→ **Excerpted passage**
□ □ □ □
Models cost comparison
All models cost per kilo tokens and are broken down into three categories: training, input and output.
There is a significant cost difference between babbage and other models both in training and usage.
While gpt-3.5-turbo is slightly more expensive than Davinci for training, its usage costs are almost the same. gpt-3.5 requires less training data, so overall, it might be as expensive as Davinci regarding production use.
Overview comparison of fine-tuned models outputs
The chart below represents the overview summary of the ranking set of 73,000 posts using each of the models. As per training data, the expected result would be around 55% of non-valuable posts and approximately 45% of valuable posts.
Models represent similar output. The Ada model seems to be more restrictive when it comes to ranking posts as valuable. While Babbage and Curie lean toward the desired distribution, Davinci and gpt-3.5 are slightly off, leaning towards an even distribution of valuable and non-valuable posts.
Detailed comparison human vs AI
Let’s look closer at the results. In general, all models deliver similarly distributed results. A detailed comparison may reveal weaknesses of particular models. I’ve selected ten of the most challenging prompts and cross-compared them against every model:
Mistakes per model (the lowest the value, the better):
Ada: 6
Babbage: 5
Curie: 3
Davinci: 4
GPT-3.5: 4
As expected, Ada’s cheapest and fastest model provides the worst results.
Second worst, Babbage, while providing similarly distributed results to the more advanced models, fails when dealing with ambiguous prompts.
While the Curie model isn’t supported anymore and is considered a legacy model, it performs better than the Davinci. I am not covering performance tests in this article, but I would like to highlight that Curie also performed faster than Davinci.
□ □ □ □
(Saved entries)
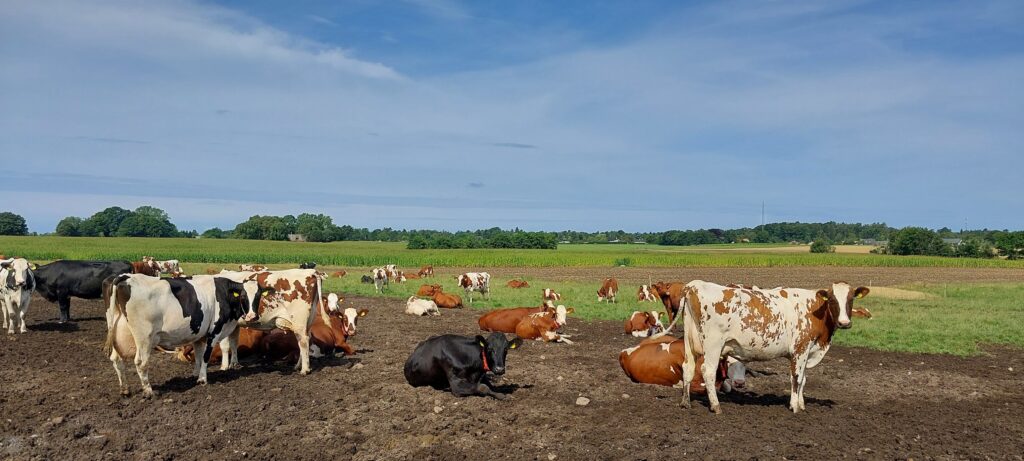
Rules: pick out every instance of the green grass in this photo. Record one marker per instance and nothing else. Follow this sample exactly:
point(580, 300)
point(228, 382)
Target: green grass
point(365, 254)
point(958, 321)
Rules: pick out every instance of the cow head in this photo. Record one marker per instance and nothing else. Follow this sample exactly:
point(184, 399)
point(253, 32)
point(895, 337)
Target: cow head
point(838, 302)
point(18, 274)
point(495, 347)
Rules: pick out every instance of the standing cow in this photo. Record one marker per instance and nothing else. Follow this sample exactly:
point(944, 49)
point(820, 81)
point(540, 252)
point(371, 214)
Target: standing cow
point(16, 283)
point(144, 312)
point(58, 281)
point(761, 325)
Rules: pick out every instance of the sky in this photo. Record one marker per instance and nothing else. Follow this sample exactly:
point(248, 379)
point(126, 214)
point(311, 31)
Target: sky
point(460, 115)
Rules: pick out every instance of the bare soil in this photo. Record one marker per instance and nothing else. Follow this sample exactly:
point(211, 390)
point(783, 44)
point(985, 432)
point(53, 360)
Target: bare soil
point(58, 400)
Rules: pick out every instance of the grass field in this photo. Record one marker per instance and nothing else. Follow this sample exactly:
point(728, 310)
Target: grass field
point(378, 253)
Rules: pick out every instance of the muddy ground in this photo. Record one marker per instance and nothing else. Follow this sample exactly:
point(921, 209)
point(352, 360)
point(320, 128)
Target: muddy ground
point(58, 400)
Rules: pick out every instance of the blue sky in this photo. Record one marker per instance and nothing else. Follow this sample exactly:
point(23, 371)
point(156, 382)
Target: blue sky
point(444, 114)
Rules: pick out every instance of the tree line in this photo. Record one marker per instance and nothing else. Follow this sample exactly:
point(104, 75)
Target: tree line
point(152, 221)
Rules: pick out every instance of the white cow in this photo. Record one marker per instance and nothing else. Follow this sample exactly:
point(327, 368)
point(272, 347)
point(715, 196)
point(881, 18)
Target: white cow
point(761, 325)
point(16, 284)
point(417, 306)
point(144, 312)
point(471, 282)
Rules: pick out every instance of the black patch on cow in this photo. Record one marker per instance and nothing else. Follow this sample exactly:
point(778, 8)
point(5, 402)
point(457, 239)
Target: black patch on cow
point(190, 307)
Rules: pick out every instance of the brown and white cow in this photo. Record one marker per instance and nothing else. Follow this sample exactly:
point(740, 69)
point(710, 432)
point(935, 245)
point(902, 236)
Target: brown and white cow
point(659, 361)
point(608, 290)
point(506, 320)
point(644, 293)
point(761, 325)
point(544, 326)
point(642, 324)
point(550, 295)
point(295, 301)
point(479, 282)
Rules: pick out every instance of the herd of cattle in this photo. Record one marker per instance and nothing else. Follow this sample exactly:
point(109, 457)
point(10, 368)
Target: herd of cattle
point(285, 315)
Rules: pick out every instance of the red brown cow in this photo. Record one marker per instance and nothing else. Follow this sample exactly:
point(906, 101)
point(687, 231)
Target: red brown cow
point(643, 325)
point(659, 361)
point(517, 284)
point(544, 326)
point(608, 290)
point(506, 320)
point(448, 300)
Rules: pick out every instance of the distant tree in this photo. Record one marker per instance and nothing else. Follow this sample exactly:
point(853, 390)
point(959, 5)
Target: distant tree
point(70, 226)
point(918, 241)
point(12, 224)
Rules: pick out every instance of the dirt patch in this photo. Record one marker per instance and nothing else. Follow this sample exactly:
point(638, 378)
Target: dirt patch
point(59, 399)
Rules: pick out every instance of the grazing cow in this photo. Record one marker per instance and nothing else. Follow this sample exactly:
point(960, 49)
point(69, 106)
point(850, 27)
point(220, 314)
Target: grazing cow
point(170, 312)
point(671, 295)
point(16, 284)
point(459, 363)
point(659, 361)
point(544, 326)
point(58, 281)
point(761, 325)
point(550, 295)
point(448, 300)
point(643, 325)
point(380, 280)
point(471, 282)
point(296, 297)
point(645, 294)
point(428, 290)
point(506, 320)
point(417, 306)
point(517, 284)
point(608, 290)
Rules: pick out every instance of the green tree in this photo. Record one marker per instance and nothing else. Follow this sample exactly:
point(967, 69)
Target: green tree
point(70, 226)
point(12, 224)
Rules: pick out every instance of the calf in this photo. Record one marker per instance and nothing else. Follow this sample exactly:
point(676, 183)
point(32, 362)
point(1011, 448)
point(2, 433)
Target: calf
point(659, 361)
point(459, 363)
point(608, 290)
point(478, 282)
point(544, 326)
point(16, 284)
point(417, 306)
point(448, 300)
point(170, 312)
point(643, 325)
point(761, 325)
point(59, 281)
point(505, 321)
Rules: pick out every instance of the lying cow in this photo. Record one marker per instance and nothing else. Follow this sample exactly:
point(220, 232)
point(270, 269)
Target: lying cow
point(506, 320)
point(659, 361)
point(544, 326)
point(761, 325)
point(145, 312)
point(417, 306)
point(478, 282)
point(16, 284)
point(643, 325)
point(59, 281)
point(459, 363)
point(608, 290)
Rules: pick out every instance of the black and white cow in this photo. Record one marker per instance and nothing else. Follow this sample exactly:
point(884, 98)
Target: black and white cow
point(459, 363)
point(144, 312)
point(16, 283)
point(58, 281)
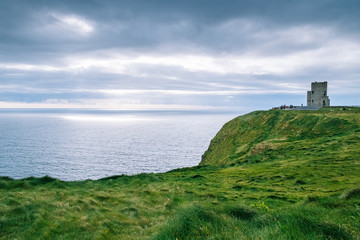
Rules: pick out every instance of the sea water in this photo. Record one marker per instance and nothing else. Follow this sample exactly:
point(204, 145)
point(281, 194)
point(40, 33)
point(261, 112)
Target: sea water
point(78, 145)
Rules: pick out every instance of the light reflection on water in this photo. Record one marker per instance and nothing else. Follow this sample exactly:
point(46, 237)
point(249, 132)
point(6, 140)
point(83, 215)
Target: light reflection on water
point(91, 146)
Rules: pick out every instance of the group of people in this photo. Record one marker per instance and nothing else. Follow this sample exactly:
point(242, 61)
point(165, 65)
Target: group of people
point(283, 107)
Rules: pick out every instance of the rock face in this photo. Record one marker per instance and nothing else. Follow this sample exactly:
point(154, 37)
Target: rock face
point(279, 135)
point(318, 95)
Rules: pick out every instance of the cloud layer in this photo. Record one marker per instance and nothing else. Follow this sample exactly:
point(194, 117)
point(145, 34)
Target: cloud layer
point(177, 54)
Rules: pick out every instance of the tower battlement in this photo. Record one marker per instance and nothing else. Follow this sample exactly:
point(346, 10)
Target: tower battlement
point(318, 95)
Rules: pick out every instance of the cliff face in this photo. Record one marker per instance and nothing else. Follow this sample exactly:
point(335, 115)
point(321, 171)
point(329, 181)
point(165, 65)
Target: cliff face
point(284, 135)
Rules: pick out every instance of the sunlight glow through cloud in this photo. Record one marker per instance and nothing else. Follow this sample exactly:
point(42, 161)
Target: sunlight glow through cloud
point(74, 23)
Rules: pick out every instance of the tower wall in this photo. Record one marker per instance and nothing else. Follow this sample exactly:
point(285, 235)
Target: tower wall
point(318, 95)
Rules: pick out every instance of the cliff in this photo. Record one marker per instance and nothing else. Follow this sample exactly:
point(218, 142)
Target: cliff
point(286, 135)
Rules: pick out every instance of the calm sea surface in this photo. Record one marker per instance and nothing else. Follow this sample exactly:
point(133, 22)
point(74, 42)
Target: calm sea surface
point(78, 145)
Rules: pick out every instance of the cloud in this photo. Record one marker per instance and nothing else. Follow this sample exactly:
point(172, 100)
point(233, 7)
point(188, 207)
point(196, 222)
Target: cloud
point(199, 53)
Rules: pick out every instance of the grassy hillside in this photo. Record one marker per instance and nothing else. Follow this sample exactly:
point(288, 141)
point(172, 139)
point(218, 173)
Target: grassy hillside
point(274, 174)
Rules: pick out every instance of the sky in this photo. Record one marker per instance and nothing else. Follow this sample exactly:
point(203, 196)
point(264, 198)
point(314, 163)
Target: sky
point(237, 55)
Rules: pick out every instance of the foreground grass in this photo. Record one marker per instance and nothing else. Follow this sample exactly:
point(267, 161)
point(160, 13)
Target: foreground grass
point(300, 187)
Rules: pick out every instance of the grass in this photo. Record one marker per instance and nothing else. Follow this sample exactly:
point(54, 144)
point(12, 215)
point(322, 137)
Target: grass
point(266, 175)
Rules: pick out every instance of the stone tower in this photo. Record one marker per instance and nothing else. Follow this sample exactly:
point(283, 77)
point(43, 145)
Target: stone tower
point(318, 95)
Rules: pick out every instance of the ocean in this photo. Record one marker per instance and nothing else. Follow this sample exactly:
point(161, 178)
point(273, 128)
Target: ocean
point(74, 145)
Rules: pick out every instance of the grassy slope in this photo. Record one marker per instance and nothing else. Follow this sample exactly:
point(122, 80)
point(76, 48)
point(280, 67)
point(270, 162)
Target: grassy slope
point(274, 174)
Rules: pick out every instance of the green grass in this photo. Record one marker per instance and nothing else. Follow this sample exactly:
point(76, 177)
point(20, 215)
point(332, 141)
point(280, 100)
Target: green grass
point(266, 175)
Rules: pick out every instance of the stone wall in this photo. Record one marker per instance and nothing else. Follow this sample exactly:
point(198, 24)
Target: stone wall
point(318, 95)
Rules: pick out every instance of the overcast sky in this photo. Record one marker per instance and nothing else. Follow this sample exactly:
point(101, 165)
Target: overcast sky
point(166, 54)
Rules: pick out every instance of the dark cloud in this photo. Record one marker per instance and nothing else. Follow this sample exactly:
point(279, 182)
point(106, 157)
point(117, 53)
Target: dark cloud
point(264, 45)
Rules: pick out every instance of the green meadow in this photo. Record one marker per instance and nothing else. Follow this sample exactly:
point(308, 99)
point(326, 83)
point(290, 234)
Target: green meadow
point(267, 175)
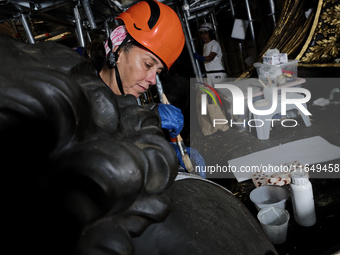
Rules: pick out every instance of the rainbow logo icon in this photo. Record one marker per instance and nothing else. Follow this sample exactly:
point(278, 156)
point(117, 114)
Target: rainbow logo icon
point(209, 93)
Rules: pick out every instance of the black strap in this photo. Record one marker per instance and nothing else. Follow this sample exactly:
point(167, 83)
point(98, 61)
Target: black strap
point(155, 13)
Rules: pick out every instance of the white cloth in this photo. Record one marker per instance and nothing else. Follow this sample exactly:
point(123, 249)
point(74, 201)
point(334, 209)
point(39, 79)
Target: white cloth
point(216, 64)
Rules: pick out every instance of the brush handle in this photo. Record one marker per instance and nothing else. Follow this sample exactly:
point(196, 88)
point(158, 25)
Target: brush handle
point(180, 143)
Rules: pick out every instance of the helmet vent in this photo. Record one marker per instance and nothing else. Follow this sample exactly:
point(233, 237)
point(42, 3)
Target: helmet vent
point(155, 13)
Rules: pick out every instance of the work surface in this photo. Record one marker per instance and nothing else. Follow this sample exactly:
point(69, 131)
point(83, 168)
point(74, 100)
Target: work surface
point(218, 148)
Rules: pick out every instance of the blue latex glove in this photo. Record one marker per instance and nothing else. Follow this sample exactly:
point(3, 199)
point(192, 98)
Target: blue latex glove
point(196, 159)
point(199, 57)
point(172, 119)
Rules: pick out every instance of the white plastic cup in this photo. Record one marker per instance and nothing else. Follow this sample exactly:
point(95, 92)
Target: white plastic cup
□ □ □ □
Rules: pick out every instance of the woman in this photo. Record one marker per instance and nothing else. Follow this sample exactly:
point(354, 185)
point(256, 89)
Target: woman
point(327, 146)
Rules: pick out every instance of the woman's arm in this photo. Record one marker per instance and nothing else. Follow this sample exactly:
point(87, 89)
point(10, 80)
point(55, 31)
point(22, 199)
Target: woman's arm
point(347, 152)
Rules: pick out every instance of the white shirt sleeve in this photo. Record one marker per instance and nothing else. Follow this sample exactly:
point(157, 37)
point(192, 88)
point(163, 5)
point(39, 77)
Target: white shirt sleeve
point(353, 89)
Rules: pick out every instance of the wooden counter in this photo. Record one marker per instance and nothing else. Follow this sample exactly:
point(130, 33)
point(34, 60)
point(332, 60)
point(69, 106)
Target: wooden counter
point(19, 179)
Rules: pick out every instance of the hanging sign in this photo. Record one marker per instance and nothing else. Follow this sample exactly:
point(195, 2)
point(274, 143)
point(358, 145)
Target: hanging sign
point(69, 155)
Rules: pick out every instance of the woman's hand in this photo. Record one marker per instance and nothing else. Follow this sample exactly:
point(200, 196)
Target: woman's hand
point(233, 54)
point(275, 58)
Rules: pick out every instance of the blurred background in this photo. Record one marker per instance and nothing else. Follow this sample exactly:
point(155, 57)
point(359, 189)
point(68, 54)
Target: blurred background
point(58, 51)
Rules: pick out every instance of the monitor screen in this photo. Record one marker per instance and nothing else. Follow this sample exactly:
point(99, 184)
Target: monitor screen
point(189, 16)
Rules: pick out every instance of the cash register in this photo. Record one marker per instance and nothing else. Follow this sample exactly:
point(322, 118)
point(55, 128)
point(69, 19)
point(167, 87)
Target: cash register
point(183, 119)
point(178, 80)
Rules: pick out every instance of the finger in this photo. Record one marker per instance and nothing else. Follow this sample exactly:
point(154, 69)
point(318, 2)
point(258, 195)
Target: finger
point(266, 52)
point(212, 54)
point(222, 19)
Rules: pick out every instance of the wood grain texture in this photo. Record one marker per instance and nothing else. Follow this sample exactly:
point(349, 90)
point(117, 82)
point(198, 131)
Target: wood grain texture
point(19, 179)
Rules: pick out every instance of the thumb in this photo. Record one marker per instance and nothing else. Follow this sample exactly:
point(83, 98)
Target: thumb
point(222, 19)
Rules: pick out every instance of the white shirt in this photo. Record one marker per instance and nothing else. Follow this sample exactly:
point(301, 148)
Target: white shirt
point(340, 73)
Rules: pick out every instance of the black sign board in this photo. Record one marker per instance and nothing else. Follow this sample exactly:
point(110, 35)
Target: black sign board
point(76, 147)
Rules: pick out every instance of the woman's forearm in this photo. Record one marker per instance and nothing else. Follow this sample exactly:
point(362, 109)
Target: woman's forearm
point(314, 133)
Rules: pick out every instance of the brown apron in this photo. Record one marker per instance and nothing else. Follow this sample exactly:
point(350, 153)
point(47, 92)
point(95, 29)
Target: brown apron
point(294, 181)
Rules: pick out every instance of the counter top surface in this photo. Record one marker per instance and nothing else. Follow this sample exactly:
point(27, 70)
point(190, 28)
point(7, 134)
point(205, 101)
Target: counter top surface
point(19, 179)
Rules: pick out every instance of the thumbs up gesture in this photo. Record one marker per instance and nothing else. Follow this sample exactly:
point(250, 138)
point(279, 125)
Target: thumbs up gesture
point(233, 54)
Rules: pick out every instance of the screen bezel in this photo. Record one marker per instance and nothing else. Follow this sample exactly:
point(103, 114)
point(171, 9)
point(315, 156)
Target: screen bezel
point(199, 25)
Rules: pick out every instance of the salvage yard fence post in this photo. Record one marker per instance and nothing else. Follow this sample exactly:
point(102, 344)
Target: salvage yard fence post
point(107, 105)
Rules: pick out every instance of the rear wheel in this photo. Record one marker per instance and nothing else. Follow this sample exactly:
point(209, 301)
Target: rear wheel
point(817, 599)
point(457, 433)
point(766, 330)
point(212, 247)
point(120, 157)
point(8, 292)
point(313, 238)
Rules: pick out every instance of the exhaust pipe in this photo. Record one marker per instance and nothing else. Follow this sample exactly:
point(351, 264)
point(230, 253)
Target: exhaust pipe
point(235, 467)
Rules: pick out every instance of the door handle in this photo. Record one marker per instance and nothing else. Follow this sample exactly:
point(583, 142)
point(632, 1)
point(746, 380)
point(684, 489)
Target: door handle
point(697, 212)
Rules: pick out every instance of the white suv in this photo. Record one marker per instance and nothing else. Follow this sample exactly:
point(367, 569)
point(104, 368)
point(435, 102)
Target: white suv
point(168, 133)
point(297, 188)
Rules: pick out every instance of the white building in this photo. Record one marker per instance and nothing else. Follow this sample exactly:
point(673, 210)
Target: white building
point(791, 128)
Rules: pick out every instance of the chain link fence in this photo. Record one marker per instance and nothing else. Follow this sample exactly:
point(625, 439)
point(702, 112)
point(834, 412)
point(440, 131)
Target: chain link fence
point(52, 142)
□ □ □ □
→ **Required work**
**a.** In the model comparison text, which model made the fewest mistakes on the ten most challenging prompts?
**b.** Output the model comparison text word for word, starting at "Second worst, Babbage, while" and ending at "faster than Davinci.".

→ **Solutions in order**
**a.** Curie, with 3 mistakes.

**b.**
Second worst, Babbage, while providing similarly distributed results to the more advanced models, fails when dealing with ambiguous prompts.
While the Curie model isn’t supported anymore and is considered a legacy model, it performs better than the Davinci. I am not covering performance tests in this article, but I would like to highlight that Curie also performed faster than Davinci.